### Aim of the exercise
Please render the records below as a Markdown table with the columns Row and Record line, one numbered row per line, skipping any blank lines. Begin at the line that contains "Segment every instance of the blurred" and stop after the line that contains "239 118 L 262", and include only those lines.

Region annotation entries:
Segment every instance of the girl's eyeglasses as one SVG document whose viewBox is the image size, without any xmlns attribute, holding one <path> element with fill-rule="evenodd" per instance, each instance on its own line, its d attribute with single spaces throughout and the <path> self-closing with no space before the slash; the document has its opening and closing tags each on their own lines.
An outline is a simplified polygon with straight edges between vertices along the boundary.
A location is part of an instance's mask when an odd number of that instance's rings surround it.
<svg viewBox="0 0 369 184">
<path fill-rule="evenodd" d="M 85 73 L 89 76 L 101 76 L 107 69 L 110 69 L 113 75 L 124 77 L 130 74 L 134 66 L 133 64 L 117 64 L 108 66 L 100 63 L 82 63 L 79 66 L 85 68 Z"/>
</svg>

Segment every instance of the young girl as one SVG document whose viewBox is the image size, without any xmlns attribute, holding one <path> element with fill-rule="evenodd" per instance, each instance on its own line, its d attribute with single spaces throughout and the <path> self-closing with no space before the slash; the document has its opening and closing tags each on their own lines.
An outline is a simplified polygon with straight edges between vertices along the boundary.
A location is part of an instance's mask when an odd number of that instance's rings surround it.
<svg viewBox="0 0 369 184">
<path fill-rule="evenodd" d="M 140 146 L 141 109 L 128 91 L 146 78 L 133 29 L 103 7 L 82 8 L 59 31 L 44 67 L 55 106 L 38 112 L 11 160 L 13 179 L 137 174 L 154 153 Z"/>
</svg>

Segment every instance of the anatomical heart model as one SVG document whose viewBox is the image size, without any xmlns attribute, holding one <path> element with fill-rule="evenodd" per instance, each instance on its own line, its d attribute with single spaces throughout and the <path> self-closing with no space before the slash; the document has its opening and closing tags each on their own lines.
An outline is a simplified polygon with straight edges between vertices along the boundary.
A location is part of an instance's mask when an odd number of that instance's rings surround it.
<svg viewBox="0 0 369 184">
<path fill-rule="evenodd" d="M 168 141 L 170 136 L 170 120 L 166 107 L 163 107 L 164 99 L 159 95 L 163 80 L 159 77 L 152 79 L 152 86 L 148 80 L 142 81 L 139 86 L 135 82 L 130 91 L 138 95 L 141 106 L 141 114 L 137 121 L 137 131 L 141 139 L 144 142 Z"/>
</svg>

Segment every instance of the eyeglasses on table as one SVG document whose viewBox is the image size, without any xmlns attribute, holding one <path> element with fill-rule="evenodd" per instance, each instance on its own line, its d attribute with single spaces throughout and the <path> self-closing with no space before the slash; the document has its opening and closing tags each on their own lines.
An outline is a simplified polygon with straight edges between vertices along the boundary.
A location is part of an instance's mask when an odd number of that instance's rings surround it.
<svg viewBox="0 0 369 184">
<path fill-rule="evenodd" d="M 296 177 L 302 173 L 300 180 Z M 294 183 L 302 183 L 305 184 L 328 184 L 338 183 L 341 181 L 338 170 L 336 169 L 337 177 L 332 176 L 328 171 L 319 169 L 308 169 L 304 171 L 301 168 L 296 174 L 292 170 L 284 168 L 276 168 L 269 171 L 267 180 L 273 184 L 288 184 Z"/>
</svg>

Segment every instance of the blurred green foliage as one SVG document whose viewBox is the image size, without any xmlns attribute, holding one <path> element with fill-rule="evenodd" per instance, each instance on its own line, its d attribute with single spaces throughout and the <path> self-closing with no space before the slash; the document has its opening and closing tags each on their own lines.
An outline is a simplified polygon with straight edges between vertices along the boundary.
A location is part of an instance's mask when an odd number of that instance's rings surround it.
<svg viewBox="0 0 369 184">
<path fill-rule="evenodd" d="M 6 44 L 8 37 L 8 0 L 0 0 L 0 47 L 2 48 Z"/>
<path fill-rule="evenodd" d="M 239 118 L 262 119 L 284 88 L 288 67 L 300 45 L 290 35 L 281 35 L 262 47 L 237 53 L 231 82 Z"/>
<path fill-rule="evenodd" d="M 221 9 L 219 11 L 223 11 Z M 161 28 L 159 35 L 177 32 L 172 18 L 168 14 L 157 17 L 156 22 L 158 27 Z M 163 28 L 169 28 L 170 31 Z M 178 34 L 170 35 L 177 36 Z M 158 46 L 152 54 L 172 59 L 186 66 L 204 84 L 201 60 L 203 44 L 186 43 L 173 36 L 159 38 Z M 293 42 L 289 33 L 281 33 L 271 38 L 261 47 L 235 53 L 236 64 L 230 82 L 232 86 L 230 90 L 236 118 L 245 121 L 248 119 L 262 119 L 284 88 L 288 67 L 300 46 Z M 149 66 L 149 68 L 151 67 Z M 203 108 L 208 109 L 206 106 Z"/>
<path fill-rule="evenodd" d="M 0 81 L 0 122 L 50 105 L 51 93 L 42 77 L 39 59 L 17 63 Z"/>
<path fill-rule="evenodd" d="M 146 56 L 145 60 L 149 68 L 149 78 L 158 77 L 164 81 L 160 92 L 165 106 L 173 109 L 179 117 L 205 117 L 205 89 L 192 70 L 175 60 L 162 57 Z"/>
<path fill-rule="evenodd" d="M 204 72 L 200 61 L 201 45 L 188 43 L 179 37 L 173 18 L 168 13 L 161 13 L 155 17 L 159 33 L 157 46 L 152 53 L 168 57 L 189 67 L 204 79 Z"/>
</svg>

### Written answer
| Row | Record line |
|---|---|
| 1 | Segment every instance of the blurred green foliage as one SVG document whose viewBox is the image size, without any xmlns attribute, holding one <path> element with fill-rule="evenodd" per instance, each instance on its own line, its d attribute with single spaces throughout and the <path> self-closing with no space before the slash; the document has its opening and closing tags each on their own lines. |
| 2 | An outline is a simplified polygon with straight edges between vertices along the boundary. |
| 3 | A location is part of an instance's mask when an odd number of that instance's rings surround it. |
| 4 | <svg viewBox="0 0 369 184"> |
| 5 | <path fill-rule="evenodd" d="M 6 44 L 8 37 L 8 0 L 0 0 L 0 47 L 2 48 Z"/> |
| 6 | <path fill-rule="evenodd" d="M 239 118 L 262 119 L 284 88 L 288 67 L 300 45 L 290 35 L 281 35 L 262 47 L 237 53 L 231 82 Z"/> |